Top of Selected extract
Saturday, April 28, 2012

Congress to Challenge Federal Reserve


Many of you have heard us wonder aloud MANY times how it is possible for the Federal Reserve (which has no money...but what they create out of thin air) to "buy" U.S. Treasury's.  Last year not only did they buy just a little, but they bought fully 60% of all the Treasury's issued.

Also remember when that when the mortgage and banking industry almost collapsed in 2008 that the Fed "bought" billions of dollars worth of failed mortgage paper.

Sounds like a classic Ponzi scheme.  The good thing about Ponzi schemes is that they work really well as long as no one understands that they are the suckers in the scheme.  Once they do find out...the whole thing falls apart at an amazingly fast pace.

Another issue to be concerned about is what is happening to the value of the U.S. dollar.  Remember, the dollar only retains value because the demand for them exceeds the supply.  But if the Federal Reserve continues to "create" trillions of them and the supply begins to exceed the demand, you WILL have problems.

Now notice who wrote this recent article for the Wall Street Journal.

Mr. Melloan, a former columnist and deputy editor of the Journal editorial page, is the author of "The Great Money Binge: Spending Our Way to Socialism" (Simon & Schuster, 2009).
Bottom of Selected extract
Top of Data
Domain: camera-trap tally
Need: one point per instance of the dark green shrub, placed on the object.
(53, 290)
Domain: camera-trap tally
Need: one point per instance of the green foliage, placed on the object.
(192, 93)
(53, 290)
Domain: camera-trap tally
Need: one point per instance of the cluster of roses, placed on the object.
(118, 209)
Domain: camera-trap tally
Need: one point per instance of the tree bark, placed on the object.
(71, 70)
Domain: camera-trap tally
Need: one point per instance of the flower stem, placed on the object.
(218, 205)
Bottom of Data
#### What the exercise asks
Can you copy out, word for word, the part of the Federal Reserve post that begins at the words "Saturday, April 28, 2012" and stops after the words "failed mortgage paper."?

#### Solution to the exercise
Saturday, April 28, 2012

Congress to Challenge Federal Reserve


Many of you have heard us wonder aloud MANY times how it is possible for the Federal Reserve (which has no money...but what they create out of thin air) to "buy" U.S. Treasury's.  Last year not only did they buy just a little, but they bought fully 60% of all the Treasury's issued.

Also remember when that when the mortgage and banking industry almost collapsed in 2008 that the Fed "bought" billions of dollars worth of failed mortgage paper.